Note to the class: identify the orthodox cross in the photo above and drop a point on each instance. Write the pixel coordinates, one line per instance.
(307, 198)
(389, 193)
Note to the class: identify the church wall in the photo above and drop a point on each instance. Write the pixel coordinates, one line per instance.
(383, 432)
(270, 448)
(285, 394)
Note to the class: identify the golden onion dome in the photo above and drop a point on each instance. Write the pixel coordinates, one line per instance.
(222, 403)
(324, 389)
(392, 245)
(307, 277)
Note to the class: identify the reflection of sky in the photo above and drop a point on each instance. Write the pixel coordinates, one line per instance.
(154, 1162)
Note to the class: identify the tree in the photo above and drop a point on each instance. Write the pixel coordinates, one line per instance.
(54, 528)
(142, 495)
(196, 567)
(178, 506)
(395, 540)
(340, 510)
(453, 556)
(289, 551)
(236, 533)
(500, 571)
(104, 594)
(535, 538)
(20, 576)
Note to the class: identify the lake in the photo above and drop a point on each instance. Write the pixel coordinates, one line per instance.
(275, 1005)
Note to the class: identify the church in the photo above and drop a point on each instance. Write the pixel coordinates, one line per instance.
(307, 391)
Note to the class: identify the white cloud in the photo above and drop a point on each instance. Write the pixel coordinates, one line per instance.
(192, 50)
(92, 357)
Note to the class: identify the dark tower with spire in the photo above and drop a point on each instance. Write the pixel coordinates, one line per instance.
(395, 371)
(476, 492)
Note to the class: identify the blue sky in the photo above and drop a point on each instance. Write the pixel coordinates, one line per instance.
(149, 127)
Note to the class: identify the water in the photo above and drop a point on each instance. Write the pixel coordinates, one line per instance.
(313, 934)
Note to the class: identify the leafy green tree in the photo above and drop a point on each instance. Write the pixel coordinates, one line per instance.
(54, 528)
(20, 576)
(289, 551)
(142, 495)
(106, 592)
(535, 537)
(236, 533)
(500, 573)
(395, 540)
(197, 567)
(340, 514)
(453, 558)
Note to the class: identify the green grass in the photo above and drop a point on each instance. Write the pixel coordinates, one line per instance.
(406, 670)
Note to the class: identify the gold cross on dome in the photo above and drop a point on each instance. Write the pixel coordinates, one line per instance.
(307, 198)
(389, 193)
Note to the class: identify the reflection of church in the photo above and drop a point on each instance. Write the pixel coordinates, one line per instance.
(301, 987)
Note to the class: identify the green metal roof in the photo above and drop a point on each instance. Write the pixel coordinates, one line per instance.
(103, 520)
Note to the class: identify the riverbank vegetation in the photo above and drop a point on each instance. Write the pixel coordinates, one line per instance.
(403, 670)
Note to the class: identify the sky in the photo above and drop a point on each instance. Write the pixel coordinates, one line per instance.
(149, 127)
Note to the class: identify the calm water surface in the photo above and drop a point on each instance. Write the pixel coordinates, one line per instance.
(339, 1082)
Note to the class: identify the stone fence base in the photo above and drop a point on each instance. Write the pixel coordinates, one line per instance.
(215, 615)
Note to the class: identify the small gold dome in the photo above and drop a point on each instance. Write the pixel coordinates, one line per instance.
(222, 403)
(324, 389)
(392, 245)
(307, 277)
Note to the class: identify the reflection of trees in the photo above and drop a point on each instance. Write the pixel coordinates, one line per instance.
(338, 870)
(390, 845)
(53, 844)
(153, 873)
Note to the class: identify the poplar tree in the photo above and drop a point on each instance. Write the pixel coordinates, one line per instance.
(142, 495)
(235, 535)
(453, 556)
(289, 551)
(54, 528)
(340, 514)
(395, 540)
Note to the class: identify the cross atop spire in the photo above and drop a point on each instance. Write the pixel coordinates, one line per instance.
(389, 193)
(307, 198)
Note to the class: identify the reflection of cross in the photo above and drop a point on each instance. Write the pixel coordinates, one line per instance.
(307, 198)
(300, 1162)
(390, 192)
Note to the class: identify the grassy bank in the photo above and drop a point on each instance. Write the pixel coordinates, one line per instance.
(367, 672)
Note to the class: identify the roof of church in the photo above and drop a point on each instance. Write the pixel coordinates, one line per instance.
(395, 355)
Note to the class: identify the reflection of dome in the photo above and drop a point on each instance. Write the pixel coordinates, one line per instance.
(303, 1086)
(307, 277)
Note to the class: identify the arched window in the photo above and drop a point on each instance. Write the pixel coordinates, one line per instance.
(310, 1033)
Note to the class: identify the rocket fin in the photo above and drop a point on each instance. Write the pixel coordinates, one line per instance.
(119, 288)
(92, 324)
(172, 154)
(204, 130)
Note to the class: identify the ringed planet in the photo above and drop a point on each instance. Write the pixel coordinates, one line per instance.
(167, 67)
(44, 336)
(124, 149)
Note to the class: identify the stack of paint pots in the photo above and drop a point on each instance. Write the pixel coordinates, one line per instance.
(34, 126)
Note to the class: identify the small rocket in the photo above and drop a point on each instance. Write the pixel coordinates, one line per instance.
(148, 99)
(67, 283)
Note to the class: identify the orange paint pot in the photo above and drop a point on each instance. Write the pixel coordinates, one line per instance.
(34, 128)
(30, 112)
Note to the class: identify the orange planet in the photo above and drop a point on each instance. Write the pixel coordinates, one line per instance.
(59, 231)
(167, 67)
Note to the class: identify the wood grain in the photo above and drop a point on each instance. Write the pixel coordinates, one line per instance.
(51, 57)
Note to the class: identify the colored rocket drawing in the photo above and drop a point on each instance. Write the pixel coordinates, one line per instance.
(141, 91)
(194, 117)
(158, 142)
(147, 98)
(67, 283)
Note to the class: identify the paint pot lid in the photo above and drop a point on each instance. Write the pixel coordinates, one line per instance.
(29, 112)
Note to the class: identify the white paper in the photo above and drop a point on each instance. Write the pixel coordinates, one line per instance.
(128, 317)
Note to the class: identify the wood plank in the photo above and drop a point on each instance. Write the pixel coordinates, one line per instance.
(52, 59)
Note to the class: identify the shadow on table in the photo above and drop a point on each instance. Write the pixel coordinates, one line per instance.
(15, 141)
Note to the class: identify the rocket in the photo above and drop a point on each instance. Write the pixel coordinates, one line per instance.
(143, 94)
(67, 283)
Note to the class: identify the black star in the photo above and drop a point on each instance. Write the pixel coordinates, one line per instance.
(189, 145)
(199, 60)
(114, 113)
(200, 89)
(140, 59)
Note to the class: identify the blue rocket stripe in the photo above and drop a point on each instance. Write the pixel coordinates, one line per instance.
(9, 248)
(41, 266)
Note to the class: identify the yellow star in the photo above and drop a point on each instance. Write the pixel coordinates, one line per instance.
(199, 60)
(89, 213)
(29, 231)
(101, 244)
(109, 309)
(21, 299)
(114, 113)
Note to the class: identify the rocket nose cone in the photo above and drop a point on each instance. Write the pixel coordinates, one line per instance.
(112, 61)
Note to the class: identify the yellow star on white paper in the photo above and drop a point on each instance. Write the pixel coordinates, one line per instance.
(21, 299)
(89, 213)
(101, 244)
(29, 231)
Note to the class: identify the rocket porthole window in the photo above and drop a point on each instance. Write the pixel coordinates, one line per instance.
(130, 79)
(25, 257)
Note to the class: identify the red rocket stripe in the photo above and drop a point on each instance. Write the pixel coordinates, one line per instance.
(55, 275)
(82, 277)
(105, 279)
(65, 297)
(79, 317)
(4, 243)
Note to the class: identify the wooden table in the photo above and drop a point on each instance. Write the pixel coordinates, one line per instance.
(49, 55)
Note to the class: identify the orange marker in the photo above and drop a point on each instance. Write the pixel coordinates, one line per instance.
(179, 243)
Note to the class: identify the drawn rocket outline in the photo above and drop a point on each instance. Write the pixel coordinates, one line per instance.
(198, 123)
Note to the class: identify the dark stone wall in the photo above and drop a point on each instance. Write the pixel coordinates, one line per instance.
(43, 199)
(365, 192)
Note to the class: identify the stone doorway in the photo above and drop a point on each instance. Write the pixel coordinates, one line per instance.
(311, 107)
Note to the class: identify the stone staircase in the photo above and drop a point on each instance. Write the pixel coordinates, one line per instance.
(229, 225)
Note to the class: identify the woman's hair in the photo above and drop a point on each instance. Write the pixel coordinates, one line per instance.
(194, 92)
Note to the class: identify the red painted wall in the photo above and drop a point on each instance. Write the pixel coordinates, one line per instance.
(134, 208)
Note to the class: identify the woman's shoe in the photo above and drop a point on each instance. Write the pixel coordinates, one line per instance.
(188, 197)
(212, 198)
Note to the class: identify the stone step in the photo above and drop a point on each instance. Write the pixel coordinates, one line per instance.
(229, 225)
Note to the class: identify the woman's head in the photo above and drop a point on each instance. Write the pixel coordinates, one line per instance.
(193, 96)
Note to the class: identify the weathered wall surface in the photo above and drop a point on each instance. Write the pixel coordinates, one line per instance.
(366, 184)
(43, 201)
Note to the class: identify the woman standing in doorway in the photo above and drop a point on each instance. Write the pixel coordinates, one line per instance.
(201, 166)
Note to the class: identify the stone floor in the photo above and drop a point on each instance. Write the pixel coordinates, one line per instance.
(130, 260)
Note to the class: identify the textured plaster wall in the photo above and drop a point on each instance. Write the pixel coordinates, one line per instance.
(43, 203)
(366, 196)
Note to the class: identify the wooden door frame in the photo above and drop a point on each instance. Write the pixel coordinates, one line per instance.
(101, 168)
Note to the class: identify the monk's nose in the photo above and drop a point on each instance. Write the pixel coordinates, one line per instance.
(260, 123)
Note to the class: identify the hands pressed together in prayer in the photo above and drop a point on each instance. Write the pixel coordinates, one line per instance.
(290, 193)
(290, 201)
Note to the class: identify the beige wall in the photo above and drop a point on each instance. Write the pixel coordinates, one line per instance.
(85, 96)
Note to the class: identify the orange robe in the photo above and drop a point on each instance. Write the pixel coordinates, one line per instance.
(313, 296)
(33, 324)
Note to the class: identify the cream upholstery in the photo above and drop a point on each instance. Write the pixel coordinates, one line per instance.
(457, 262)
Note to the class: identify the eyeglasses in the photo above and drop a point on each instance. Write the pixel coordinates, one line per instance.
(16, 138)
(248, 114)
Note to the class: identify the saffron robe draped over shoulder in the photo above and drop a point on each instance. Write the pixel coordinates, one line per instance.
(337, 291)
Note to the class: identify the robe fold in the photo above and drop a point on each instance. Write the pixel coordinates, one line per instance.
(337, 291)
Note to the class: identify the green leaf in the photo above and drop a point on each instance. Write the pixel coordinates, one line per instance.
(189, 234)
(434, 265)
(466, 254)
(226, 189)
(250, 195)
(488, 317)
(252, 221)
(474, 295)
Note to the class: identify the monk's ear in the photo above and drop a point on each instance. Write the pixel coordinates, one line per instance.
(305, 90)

[Required work] Every line from the one containing "Note to the class: identify the robe" through the end of the data must be repeated exactly, and no other line.

[Response]
Note to the class: identify the robe fold in the photo above and drop a point on each instance. Write the pixel coordinates, one line per instance.
(337, 291)
Note to the class: identify the green leaf in the photo above and drop a point on each instance. Write the pixel coordinates, one line per instance.
(189, 234)
(434, 265)
(466, 254)
(226, 189)
(250, 195)
(488, 317)
(252, 221)
(474, 295)
Note to the class: identify the monk's ear in the photo above and drop a point on each instance. Write the pixel coordinates, one line per instance.
(305, 90)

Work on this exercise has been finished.